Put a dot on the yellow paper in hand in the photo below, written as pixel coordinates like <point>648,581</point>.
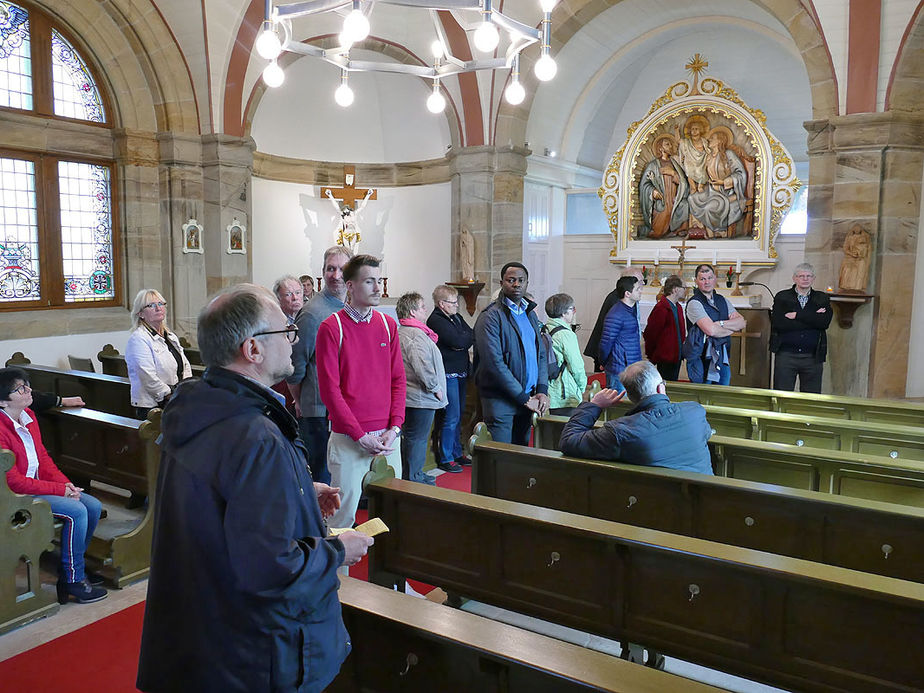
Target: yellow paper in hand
<point>370,528</point>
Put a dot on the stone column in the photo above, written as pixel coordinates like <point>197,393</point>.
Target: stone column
<point>487,199</point>
<point>865,169</point>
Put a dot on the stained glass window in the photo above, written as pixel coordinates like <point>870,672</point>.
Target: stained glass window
<point>75,91</point>
<point>15,57</point>
<point>86,231</point>
<point>19,247</point>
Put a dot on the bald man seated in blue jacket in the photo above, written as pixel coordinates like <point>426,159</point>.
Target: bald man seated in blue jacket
<point>657,432</point>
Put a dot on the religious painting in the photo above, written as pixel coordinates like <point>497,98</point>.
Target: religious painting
<point>236,238</point>
<point>700,166</point>
<point>192,237</point>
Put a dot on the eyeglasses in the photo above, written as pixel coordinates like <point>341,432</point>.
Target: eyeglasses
<point>291,333</point>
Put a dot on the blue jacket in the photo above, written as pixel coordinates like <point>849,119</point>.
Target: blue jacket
<point>657,433</point>
<point>243,588</point>
<point>620,344</point>
<point>500,360</point>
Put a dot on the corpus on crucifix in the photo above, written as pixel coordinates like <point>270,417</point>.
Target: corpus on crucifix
<point>345,202</point>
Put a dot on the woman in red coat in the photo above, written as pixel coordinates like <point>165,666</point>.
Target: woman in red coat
<point>35,474</point>
<point>666,330</point>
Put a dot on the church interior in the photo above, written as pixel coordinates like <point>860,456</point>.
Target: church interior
<point>192,173</point>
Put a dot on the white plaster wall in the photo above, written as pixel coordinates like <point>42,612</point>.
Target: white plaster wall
<point>410,227</point>
<point>387,123</point>
<point>53,351</point>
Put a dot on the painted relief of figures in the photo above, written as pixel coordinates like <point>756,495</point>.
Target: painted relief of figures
<point>696,180</point>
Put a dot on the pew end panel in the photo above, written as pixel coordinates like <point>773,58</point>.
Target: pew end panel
<point>26,532</point>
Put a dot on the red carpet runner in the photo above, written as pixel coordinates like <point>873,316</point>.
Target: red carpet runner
<point>103,656</point>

- **TASK INSTRUCTIONS**: Only exact copies of the lines from the one containing "Target: white plaster wall" to the end of the records belong in the answer.

- **RESULT OF THE EXERCISE**:
Target: white plaster wall
<point>410,227</point>
<point>387,123</point>
<point>53,351</point>
Put a dot on the painted relief of figures in the photo above, written as pixel coordinates like <point>756,495</point>.
Target: painted relief of figures
<point>696,180</point>
Put a dot on the pew end panel in the photo above, written as pixel coordinates like <point>773,58</point>.
Target: pew end panel
<point>26,532</point>
Put a dot on the red carpet runner in the photo above, written as pixel coordinates like <point>873,316</point>.
Target: red carpet runner
<point>103,656</point>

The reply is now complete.